В 1925 году Званцев впервые зимовал в Маре-Сале, на
Ямале. Ему тогда едва исполнилось 17 лет.
В 1928 году «Комсомольская Правда» опубликовала
письмо Званцева к советской молодежи. Он звал своих
сверстников ехать в Арктику, на полярные станции, осваивать
великий Северный морской путь. Предложение одобрил
Центральный комитет комсомола. Был объявлен набор комсомольской
«тысячи».
Костя между тем перебрался на восток. Серьезным испытанием
для него была трехлетняя работа на о. Врангеля.
Затем — экспедиция на «Сибирякове», работа на полярных
станциях Карского моря. В 1937— 1938 гг. он организует новую
станцию на мысе Стерлегова и возглавляет ее
работу как начальник станции. Это была пора больших
арктических перелетов. Чкалов, Водопьянов, Молоков,
Алексеев, Шевелев, Козлов открывают невиданные трансполярные
трассы. Станция на мысе Стерлегова бесперебойно
обслуживает все перелеты.
Заочно Званцев сдает экзамен за курс морского техникума,
а затем — накануне Отечественной войны — экзамен
на звание штурмана полярной авиации.
Старший лейтенант военно-морской авиации Константин
Михайлович Званцев сражается на черноморском театре
военных действий. В начале 1944 года он несколько дней
пробыл в Москве. Ниже приводится стенографическая запись
его рассказа.

Рассказ старшего лейтенанта Званцева

Много лет, начиная с 1925 года, я скитался по Северу.

▸ Описание задания
Определите, пожалуйста, верны ли по отрывку о Званцеве утверждения: (а) в первую зимовку в Маре-Сале Званцеву едва исполнилось 17 лет; (б) предложение Званцева одобрил Центральный комитет партии; (в) станцию на мысе Стерлегова Званцев организовал в 1937—1938 гг. На каждое ответьте «да» или «нет» и дословно приведите решающие слова отрывка.

▸ Материал

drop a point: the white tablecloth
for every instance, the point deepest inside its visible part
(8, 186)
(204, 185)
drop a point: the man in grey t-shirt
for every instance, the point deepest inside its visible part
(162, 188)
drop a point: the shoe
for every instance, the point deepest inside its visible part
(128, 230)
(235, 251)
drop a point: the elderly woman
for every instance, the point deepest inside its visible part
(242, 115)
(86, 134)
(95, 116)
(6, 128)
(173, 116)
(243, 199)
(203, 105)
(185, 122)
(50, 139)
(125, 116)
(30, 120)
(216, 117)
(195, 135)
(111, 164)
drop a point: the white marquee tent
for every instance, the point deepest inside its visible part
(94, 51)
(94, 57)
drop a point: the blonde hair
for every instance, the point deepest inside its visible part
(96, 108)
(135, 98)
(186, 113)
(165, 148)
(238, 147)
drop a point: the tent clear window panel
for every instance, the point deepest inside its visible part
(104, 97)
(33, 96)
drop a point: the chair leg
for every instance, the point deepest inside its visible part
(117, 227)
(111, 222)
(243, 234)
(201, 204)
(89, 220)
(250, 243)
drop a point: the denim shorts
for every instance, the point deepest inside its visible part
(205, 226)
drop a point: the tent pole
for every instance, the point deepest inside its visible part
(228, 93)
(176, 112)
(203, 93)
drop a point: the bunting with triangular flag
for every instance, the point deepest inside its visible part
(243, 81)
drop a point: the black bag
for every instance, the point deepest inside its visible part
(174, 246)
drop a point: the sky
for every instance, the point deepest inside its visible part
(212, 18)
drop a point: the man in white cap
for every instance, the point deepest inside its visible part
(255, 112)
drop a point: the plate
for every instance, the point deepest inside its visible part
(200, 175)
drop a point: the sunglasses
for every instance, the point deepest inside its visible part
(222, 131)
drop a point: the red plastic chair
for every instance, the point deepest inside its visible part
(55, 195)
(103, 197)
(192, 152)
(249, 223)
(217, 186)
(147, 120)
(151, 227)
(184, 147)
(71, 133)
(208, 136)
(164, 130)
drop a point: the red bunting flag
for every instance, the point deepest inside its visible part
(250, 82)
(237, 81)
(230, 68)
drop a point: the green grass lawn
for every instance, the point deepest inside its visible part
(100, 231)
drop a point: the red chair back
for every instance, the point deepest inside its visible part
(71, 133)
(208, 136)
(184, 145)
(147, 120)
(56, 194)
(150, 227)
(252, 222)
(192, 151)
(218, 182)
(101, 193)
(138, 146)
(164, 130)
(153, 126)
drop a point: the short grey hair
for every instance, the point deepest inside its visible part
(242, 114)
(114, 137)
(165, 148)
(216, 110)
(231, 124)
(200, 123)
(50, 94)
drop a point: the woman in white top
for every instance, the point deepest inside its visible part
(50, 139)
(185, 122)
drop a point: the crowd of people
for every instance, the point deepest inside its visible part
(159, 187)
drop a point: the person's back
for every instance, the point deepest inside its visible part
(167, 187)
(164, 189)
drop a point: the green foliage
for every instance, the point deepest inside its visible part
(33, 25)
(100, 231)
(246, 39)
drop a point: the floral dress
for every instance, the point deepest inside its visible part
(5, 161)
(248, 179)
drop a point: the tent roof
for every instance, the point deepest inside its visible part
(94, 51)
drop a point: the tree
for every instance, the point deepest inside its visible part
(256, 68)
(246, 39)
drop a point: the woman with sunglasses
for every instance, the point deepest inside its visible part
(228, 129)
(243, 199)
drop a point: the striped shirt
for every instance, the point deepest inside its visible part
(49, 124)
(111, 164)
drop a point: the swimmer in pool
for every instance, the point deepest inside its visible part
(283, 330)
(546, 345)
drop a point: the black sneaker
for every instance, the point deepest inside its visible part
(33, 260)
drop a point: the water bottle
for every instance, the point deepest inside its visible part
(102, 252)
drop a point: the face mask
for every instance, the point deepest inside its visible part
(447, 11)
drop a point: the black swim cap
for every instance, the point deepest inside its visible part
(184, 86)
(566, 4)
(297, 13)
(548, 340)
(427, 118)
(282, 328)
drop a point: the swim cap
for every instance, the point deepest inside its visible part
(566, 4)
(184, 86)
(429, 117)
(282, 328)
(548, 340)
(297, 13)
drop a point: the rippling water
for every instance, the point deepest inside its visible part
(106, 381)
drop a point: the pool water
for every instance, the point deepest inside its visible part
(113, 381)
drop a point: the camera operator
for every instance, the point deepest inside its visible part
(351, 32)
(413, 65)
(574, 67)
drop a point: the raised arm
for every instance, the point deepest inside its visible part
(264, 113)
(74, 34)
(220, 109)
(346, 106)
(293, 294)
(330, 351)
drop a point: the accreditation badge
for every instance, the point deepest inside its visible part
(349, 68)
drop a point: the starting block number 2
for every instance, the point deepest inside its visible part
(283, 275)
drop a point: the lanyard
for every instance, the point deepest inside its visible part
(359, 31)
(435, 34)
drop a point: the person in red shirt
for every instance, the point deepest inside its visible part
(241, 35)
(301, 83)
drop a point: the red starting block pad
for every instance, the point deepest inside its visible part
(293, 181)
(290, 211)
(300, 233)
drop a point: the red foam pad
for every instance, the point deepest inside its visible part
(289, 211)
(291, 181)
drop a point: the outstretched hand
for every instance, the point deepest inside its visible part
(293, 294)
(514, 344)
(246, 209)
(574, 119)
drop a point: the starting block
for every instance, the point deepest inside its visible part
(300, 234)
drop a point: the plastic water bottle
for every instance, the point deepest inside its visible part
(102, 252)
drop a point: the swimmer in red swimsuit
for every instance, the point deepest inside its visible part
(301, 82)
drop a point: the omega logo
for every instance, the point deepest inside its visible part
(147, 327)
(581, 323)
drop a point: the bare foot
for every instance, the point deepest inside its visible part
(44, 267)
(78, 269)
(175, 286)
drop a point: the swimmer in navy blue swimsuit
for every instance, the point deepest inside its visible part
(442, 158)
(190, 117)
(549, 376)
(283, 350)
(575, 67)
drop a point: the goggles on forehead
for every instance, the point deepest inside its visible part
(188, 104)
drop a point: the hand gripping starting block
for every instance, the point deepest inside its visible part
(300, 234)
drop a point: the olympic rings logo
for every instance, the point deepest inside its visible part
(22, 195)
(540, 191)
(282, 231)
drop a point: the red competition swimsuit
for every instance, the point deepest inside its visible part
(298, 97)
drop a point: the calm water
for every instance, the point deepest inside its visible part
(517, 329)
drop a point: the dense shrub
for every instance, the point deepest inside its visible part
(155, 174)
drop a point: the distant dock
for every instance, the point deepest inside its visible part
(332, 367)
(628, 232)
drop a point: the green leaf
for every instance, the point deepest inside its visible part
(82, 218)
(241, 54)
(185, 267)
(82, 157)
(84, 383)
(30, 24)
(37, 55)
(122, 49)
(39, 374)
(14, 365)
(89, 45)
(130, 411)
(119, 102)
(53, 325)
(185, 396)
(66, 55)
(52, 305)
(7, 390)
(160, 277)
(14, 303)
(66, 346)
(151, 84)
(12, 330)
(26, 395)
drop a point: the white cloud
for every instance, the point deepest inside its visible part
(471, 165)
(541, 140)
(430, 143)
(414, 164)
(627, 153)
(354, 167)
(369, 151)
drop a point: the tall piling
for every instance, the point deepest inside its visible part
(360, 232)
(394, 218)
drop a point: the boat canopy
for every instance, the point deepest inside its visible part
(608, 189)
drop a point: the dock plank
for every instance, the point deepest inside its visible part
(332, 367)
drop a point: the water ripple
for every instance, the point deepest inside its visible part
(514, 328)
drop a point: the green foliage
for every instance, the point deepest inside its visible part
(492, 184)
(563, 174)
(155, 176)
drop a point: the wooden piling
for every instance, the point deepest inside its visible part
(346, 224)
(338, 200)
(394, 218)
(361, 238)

▸ Ответ
(а) Да: «Ему тогда едва исполнилось 17 лет».
(б) Нет: «Предложение одобрил Центральный комитет комсомола».
(в) Да: «В 1937— 1938 гг. он организует новую станцию на мысе Стерлегова».